**Goal of the exercise:** Translate this sentence from the passage below about CAIR's campaign against National Review into Spanish: "CAIR’s campaign was revealing of what CAIR wants Americans to know — and not to know — about Islam and Muhammad."

**Reading passage:**
• • •
The Council on American Islamic Relations (CAIR) has this week waged a campaign against National Review, seeking an apology and the removal of a book called The Life and Religion of Mohammed from sale by the NR Book Service. This was a bit out of focus, since National Review did not publish the book and is not the sole source for it. In fact, I wrote this ad, although I receive absolutely no remuneration from the sales of the book by NR or anyone else. CAIR’s campaign was revealing of what CAIR wants Americans to know — and not to know — about Islam and Muhammad. And CAIR did succeed in intimidating NR into withdrawing the book, along with Serge Trifkovic’s Sword of the Prophet.
• • •
**Dataset excerpts:**
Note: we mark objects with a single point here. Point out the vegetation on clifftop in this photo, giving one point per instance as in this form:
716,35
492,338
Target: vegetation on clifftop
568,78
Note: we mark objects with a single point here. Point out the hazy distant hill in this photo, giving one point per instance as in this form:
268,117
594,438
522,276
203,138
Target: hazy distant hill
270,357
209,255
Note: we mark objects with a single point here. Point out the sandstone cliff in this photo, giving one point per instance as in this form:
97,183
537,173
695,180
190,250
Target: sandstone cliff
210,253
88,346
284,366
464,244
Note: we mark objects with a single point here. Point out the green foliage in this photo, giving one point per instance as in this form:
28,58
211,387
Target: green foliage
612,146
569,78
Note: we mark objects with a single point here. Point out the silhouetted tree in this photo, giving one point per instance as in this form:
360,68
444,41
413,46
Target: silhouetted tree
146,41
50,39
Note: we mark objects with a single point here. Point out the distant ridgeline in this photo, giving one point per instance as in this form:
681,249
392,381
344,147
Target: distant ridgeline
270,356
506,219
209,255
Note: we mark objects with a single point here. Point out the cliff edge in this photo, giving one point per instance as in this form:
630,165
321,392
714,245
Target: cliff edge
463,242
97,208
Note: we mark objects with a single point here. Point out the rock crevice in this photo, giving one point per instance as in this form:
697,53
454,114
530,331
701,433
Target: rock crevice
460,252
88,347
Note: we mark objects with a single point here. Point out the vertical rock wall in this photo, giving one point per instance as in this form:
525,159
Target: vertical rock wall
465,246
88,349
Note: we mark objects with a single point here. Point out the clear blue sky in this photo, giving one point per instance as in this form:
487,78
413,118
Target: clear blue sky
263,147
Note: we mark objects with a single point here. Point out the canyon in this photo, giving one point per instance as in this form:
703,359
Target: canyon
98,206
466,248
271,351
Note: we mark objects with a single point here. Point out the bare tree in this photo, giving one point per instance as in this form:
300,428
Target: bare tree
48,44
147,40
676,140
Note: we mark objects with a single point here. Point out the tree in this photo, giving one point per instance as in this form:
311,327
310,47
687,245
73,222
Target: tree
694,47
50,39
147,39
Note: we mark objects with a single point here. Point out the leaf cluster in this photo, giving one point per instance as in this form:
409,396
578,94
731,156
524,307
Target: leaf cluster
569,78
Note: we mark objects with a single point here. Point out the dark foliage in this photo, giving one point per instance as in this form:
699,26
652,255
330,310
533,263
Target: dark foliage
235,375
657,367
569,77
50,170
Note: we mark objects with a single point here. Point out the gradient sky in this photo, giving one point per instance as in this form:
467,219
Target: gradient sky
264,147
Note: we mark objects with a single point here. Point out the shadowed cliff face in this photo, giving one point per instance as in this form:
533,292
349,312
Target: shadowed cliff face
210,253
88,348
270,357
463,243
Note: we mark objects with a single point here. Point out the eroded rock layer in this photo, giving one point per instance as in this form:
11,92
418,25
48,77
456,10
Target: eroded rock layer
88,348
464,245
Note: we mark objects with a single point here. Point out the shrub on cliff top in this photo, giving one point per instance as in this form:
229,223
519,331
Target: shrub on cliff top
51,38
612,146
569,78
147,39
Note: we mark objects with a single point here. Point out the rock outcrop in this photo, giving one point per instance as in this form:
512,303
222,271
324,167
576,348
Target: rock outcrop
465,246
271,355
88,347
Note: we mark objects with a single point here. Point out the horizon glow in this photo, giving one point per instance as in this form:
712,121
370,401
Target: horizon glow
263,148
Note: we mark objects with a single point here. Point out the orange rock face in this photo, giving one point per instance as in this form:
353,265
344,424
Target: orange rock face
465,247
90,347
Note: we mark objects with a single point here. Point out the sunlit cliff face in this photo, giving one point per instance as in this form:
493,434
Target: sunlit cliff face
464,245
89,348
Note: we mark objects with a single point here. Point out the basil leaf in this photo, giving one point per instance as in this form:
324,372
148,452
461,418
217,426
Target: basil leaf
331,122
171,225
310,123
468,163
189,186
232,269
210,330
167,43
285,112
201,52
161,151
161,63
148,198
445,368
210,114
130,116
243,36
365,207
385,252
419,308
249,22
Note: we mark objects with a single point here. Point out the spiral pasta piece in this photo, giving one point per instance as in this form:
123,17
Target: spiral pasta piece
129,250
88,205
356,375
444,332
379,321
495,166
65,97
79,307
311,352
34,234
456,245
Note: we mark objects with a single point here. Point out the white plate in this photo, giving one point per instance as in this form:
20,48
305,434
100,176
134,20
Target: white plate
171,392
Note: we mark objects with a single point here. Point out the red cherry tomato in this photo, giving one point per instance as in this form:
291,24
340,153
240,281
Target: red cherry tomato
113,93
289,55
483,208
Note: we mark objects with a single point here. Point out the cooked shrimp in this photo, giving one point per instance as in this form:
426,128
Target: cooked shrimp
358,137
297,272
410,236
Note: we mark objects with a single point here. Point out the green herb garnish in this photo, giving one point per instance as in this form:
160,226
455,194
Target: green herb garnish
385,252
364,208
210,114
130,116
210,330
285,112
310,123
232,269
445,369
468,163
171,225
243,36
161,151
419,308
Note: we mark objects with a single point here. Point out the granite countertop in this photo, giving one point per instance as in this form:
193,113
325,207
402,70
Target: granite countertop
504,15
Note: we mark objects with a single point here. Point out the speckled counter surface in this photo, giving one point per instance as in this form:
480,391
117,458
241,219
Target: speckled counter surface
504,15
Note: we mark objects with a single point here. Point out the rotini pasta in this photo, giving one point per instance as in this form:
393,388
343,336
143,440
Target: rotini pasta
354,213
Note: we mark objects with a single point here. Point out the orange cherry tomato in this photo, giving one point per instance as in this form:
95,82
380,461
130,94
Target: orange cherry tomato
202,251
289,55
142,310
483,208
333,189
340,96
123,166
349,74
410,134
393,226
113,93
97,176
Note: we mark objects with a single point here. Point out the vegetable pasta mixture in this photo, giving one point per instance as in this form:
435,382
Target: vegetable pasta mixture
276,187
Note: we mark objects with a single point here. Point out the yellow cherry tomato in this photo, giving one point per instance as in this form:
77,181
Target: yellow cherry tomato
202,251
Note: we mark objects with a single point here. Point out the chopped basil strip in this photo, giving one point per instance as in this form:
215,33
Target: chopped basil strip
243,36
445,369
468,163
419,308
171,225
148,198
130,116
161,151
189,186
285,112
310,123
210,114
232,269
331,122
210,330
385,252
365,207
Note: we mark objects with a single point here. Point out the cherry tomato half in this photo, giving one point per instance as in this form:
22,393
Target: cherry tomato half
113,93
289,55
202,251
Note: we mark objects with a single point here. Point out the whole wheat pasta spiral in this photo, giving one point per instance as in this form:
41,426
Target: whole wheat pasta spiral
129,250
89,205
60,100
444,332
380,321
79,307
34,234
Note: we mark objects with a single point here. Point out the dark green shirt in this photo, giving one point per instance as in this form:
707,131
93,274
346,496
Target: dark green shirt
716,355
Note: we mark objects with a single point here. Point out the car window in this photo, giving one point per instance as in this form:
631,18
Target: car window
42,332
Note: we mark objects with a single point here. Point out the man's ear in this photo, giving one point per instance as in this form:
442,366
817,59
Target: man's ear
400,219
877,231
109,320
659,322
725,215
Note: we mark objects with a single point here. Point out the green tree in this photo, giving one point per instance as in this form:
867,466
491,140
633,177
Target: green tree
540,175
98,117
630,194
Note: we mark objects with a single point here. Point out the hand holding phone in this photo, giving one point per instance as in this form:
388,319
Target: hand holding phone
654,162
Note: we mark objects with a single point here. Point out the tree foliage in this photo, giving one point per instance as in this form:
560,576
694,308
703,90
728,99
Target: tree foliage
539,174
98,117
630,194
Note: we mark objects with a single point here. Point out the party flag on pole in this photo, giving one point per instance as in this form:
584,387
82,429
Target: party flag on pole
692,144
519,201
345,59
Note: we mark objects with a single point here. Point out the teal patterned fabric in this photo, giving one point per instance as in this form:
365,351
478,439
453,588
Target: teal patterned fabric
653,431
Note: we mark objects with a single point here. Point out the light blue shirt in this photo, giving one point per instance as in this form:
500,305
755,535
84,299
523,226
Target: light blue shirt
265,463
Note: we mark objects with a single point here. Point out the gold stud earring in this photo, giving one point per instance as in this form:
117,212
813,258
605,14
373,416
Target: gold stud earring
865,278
• • •
**Result of this task:** La campaña de CAIR fue reveladora de lo que CAIR quiere que los estadounidenses sepan —y que no sepan— sobre el islam y Mahoma.